**DATA LINES:**
+++++
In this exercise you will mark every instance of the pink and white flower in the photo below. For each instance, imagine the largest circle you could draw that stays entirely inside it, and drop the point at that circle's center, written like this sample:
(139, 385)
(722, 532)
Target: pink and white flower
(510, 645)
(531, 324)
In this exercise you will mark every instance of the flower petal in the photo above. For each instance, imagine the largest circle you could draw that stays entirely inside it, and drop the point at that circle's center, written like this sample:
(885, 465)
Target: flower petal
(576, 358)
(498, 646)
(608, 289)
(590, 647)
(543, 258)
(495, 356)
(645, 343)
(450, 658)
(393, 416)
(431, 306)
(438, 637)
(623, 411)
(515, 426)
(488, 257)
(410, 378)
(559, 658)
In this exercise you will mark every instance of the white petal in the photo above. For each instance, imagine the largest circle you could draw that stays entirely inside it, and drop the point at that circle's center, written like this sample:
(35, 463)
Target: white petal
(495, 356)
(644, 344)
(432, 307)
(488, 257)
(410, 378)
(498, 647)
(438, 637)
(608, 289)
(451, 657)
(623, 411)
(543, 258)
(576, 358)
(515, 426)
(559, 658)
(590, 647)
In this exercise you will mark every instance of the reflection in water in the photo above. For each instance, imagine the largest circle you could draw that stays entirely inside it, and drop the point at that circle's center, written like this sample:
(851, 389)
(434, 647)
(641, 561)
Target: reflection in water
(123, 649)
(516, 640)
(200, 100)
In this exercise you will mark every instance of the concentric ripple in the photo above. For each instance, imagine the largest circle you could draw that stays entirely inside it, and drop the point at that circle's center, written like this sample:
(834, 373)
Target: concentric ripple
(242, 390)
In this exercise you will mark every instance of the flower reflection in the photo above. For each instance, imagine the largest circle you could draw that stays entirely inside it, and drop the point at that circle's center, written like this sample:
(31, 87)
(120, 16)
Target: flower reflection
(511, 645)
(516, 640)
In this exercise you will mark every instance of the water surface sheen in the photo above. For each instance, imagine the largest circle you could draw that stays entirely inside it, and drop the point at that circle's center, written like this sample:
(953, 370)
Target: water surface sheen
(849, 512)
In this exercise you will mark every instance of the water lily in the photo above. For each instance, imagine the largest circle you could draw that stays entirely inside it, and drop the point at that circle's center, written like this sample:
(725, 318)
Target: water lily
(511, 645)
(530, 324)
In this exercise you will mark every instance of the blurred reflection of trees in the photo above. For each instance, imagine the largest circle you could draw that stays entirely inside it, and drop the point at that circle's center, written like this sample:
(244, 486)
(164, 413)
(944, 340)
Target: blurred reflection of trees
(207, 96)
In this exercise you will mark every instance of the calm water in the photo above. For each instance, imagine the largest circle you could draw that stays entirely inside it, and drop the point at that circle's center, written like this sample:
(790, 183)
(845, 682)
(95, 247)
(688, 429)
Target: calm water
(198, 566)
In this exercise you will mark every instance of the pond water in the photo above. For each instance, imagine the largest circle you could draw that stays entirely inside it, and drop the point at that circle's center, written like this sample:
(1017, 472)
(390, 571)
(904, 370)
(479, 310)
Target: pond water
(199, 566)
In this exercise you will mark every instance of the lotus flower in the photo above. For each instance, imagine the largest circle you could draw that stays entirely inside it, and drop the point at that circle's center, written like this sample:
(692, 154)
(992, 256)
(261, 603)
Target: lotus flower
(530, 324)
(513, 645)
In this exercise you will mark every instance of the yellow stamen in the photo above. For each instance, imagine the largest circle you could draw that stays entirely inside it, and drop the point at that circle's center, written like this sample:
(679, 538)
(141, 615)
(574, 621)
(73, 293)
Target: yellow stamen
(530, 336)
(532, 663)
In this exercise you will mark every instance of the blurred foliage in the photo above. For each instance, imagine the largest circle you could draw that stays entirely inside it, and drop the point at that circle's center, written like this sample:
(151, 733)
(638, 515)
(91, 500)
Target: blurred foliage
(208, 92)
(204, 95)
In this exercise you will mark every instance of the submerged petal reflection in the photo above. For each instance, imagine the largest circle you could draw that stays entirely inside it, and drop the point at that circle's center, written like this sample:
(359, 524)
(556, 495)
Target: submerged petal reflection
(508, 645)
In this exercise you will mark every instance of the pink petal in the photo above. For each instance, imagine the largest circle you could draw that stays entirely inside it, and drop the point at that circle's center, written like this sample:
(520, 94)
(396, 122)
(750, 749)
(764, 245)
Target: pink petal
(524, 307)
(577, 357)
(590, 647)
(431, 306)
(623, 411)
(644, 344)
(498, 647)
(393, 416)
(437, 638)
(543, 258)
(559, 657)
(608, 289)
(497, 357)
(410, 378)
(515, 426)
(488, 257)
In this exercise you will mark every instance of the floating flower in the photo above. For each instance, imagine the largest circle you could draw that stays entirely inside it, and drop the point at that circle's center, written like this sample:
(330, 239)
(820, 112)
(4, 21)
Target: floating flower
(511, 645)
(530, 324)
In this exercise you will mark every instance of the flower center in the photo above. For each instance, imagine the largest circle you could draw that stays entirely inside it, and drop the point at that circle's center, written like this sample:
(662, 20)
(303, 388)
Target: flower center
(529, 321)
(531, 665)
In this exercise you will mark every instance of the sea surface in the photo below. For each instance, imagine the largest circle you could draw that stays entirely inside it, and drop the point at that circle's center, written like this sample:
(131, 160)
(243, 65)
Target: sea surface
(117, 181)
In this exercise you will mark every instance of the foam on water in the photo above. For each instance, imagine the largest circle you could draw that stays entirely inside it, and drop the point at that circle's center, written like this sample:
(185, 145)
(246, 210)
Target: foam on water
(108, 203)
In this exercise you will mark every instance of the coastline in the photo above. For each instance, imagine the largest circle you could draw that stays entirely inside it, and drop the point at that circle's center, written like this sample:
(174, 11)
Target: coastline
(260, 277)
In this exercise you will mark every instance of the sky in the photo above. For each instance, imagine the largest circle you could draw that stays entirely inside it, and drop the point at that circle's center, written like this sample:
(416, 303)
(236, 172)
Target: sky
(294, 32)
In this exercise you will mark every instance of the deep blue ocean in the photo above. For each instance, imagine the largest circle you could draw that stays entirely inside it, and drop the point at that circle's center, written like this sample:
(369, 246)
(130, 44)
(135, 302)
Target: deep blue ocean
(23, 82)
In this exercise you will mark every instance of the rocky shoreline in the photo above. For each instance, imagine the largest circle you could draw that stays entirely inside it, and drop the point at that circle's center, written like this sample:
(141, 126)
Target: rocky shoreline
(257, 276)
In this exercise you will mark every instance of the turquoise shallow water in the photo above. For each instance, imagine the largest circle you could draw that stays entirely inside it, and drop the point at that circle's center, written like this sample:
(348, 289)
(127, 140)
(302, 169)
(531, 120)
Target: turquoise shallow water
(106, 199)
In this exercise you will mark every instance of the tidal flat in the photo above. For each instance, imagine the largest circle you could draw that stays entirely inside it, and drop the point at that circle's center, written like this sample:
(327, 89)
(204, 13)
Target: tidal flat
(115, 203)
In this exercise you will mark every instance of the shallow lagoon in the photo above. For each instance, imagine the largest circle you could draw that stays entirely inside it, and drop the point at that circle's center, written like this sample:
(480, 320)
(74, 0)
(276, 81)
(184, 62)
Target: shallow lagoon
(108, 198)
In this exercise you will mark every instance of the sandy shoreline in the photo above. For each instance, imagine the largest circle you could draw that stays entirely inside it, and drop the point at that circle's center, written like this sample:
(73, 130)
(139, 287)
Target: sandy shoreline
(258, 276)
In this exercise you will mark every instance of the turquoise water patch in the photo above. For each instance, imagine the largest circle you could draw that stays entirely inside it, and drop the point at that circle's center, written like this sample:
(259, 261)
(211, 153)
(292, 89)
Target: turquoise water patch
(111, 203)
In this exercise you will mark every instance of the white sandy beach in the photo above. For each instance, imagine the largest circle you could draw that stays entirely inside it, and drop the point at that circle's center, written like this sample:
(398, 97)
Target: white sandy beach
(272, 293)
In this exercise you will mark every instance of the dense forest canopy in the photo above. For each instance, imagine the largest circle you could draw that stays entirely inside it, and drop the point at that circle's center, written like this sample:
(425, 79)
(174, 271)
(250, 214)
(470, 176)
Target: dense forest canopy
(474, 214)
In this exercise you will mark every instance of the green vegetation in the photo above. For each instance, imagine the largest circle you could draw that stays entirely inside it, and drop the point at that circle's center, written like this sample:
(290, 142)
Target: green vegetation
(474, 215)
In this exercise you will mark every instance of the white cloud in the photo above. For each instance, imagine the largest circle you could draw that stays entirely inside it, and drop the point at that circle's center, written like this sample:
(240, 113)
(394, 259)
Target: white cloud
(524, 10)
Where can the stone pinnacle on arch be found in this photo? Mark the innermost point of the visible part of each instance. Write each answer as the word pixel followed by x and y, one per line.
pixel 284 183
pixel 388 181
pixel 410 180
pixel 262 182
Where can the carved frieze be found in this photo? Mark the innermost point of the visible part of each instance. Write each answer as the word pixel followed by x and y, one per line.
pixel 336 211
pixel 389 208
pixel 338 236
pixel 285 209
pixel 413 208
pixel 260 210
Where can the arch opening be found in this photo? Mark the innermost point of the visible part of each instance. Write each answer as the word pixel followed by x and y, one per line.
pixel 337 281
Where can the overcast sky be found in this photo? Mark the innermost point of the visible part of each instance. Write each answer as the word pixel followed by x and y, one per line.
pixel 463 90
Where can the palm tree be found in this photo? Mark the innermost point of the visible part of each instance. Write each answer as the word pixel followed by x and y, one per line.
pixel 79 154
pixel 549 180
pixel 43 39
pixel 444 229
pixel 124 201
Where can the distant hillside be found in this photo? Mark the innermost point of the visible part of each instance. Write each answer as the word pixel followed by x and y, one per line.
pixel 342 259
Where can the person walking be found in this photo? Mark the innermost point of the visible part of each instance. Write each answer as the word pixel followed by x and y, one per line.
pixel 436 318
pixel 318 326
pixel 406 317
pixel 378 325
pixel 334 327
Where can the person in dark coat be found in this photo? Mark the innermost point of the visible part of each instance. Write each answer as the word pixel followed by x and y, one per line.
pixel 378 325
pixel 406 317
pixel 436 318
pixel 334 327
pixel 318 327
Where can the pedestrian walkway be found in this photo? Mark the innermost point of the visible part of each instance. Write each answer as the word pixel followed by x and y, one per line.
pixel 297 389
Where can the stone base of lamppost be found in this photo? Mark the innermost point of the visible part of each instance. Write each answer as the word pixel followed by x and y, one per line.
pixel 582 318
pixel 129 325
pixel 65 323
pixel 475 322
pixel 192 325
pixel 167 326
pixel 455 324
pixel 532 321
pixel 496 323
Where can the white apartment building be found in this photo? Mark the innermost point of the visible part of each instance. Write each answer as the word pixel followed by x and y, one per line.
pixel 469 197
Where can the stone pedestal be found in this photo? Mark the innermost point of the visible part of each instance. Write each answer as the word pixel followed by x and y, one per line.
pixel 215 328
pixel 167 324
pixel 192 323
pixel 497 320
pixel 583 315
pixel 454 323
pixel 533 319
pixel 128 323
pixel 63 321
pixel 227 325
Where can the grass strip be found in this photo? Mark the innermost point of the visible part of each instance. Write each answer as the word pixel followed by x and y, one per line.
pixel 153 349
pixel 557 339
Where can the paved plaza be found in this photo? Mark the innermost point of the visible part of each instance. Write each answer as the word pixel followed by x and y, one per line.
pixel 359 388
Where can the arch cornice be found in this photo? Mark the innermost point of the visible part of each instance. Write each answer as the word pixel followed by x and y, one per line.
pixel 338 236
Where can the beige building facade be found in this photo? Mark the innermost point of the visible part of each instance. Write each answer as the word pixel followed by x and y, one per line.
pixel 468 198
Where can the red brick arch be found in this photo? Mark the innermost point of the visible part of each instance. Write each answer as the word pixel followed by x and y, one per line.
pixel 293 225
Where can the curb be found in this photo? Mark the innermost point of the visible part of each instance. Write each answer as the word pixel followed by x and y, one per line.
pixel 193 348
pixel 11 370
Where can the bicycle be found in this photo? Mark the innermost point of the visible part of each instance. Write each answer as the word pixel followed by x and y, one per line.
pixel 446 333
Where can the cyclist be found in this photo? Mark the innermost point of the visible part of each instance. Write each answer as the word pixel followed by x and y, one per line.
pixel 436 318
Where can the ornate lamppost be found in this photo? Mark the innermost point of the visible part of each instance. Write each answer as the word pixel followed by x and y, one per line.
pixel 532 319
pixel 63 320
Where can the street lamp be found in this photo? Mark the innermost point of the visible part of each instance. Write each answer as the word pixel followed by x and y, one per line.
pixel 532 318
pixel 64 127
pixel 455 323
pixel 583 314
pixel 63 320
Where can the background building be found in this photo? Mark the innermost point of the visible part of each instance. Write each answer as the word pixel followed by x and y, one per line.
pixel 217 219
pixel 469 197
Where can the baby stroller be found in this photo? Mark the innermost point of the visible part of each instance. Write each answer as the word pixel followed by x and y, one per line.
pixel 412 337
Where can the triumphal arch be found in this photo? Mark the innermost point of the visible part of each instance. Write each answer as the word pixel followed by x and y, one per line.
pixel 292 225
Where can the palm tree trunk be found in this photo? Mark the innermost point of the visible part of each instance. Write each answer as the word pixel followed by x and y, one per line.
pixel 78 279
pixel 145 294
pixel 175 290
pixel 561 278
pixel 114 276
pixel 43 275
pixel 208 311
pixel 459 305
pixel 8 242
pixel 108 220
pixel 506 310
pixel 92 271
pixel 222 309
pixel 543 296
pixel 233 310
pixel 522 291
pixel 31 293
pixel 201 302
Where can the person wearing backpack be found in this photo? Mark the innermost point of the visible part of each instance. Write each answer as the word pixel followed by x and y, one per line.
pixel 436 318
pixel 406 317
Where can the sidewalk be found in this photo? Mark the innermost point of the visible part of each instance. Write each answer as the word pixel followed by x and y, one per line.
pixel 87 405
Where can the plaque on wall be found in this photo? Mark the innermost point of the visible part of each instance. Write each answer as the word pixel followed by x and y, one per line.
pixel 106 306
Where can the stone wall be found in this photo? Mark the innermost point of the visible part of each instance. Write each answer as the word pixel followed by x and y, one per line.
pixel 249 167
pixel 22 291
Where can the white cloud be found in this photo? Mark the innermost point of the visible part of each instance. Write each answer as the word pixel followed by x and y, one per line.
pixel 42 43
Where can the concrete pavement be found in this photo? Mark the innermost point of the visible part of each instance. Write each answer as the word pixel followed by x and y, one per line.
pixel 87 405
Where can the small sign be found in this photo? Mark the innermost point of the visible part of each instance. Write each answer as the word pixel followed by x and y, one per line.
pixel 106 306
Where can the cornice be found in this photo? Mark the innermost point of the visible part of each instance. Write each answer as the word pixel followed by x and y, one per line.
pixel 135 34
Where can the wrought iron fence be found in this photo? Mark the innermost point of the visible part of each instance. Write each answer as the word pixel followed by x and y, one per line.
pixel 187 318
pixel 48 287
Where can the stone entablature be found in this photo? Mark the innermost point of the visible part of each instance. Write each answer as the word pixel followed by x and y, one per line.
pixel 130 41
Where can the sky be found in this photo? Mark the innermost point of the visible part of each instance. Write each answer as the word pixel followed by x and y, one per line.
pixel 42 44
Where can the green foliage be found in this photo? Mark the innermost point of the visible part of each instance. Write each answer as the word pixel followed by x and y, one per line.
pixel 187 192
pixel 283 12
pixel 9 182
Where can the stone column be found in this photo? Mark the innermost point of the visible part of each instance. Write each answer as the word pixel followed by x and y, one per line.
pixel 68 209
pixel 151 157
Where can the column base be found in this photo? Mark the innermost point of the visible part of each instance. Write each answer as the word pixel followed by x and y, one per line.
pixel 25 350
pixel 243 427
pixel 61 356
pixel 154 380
+++++
**EXERCISE DESCRIPTION:** Rewrite the lines between the one holding "Where can the stone pinnacle" and the one holding "pixel 297 389", inclusive, with "overcast sky" changed to "cloudy sky" and nothing else altered.

**ANSWER TO THE EXERCISE:**
Where can the stone pinnacle on arch be found in this photo? Mark the innermost point of the visible part of each instance. Write each answer as the word pixel followed by x and y, one per line.
pixel 284 183
pixel 388 181
pixel 410 180
pixel 262 182
Where can the carved frieze be found in this photo? Mark the innermost point of the visible part of each instance. Write each answer as the word pixel followed by x and y, one per line.
pixel 336 211
pixel 389 208
pixel 338 236
pixel 285 209
pixel 413 208
pixel 260 210
Where can the arch opening be found in this photo? Mark the innermost point of the visible part of each instance. Write each answer as the word pixel followed by x and y, one per line.
pixel 337 281
Where can the cloudy sky be found in this photo? Mark the innermost point of the visible part of each instance. Write each answer as the word pixel followed by x and y, one per line.
pixel 463 90
Where can the palm tree be found in this photo? Mark the innermost point of the visible part of each instance. Write each answer as the word pixel followed by x and y, one per line.
pixel 79 154
pixel 549 180
pixel 43 39
pixel 444 229
pixel 124 201
Where can the distant hillside be found in this photo? Mark the innermost point of the visible part of each instance. Write each answer as the word pixel followed by x and y, one per line.
pixel 342 259
Where can the person walking be found in this photo? Mark the innermost point of the visible part of each instance. Write each answer as the word pixel followed by x and y, one per line.
pixel 436 318
pixel 318 326
pixel 406 317
pixel 378 325
pixel 334 327
Where can the person in dark coat be found in this photo? Mark the innermost point of the visible part of each instance. Write each answer as the word pixel followed by x and y, one per line.
pixel 378 325
pixel 406 317
pixel 436 318
pixel 334 327
pixel 318 327
Where can the pedestrian walkway be found in this photo? Mark the innermost point of the visible part of each instance. Write each answer as the word pixel followed by x and y, one per line.
pixel 297 389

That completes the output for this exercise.